BRIEF: Arrange the data as a Markdown table with the columns No. and Line, one row per line, numbered in order and with blank lines omitted.

DATA LINES:

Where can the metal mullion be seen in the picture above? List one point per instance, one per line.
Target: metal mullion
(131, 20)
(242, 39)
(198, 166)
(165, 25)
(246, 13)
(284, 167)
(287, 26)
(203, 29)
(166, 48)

FULL SOLUTION:
| No. | Line |
|---|---|
| 1 | Where can the metal mullion be seen in the picture above? List one point per instance, one per line. |
| 2 | Target: metal mullion |
| 3 | (131, 20) |
| 4 | (242, 39) |
| 5 | (198, 166) |
| 6 | (165, 25) |
| 7 | (246, 13) |
| 8 | (284, 167) |
| 9 | (287, 26) |
| 10 | (203, 29) |
| 11 | (166, 48) |